(The data)
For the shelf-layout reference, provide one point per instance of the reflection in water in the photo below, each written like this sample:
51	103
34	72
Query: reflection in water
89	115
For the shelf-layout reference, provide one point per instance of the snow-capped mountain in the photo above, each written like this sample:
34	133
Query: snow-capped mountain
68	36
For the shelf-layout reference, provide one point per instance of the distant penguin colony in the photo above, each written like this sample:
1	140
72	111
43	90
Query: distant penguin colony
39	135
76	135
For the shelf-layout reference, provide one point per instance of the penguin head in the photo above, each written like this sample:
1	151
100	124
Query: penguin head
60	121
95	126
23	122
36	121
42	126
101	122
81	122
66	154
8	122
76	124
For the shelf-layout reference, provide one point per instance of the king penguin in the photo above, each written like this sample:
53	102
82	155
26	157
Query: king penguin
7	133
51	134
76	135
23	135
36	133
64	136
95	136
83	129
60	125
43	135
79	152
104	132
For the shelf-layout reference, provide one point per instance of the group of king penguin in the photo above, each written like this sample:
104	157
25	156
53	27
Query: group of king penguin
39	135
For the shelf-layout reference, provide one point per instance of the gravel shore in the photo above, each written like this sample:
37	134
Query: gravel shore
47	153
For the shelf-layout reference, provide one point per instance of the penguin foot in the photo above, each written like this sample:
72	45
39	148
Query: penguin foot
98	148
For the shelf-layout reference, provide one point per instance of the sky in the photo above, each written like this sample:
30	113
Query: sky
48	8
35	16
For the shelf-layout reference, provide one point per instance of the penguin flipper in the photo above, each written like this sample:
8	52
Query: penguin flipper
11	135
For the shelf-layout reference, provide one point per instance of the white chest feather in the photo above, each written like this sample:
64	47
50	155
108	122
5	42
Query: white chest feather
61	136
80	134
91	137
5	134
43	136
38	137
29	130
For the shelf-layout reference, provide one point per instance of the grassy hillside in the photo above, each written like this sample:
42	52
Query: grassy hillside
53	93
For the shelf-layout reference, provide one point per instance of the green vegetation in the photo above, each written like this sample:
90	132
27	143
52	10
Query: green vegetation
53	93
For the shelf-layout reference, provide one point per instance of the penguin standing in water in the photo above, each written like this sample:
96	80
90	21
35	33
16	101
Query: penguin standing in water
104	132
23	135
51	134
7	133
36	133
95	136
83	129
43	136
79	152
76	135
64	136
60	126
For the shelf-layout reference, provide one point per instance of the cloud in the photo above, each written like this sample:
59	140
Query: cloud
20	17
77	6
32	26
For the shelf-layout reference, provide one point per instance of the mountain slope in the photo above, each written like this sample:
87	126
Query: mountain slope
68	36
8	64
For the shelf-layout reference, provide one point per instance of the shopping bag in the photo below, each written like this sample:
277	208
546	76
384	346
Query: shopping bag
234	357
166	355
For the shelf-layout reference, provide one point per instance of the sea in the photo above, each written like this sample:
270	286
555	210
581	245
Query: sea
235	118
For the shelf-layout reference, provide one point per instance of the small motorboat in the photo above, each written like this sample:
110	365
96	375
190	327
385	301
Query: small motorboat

(Problem)
Copy every item above word for word, keeping each line and its numbers unchanged.

(Answer for this exercise)
For the shelf-layout reference, provide one point per instance of the reflection in water in the photo below, each written like this sample:
51	103
34	72
Query: reflection in water
89	115
For the shelf-layout reference, provide one point per instance of the snow-capped mountain in the photo above, each written like this sample:
34	133
Query: snow-capped mountain
68	36
For the shelf-layout reference, provide one point per instance of the distant penguin colony in the photo above, each written like this sample:
1	140
72	111
43	90
Query: distant penguin colony
39	135
76	135
For the shelf-layout reference, provide one point per instance of the penguin head in the photo above, each written like this sample:
1	151
100	124
Query: penguin head
60	121
95	126
23	122
36	121
42	126
101	122
81	122
66	154
8	122
76	124
For the shelf-layout reference, provide one point per instance of the king penguin in the photo above, each written like this sample:
53	102
82	155
26	157
Query: king penguin
7	133
51	134
76	135
23	135
36	133
64	136
95	136
83	129
60	125
43	135
79	152
104	132
For the shelf-layout reference, provide one point per instance of the group of king penguin in the photo above, each written like this sample:
104	157
25	156
53	27
Query: group of king penguin
39	135
For the shelf-layout reference, provide one point per instance of the gravel shore in the photo above, each written like this sample:
37	134
Query: gravel shore
47	153
For the shelf-layout reference, provide one point per instance of the penguin foot in the photo above, each written like this sample:
72	45
39	148
Query: penguin foot
98	148
For the shelf-layout reference, provide one point per instance of the sky in the photo above, each written like this sample:
30	113
Query: sky
48	8
35	16
For the shelf-layout reference, provide one point per instance of the penguin flipper in the photo above, each written like this sample:
8	52
Query: penguin flipper
11	135
For the shelf-layout reference, provide one point per instance of the white chest feather in the photo above, each written like this sample:
64	47
50	155
108	122
5	42
Query: white chest feather
61	136
80	134
91	137
5	134
43	136
38	137
29	130
For the shelf-layout reference, provide one point per instance of the grassy hillside in the photo above, each written like this sample:
42	52
Query: grassy hillside
53	93
For the shelf-layout reference, provide one point per instance of the green vegetation in the photo above, each written like this sample:
90	132
27	143
52	10
Query: green vegetation
53	93
For the shelf-layout reference, provide one point per instance of the penguin standing in water in the photo above, each written like this sample:
96	80
90	21
35	33
16	101
Query: penguin standing in water
104	132
23	135
51	134
7	133
36	133
95	136
83	129
43	136
79	152
76	135
64	136
60	126
For the shelf-layout reference, provide one point per instance of the cloud in the photo above, each written like this sample:
59	140
Query: cloud
20	17
77	6
32	26
For the shelf-layout reference, provide one point per instance of the mountain slope in the photo above, each written like this sample:
87	126
Query: mountain slope
68	36
8	64
For the shelf-layout reference, provide one point per instance of the shopping bag in the photo below, each written like this sample:
277	208
546	76
384	346
Query: shopping bag
234	357
166	355
For the shelf-layout reference, provide one point per instance of the sea in the photo above, each written like this sample:
270	286
555	210
581	245
Query: sea
235	118
For the shelf-layout reference, provide one point per instance of the small motorboat in the photo above, each written like this sample:
110	365
96	375
190	327
385	301
Query: small motorboat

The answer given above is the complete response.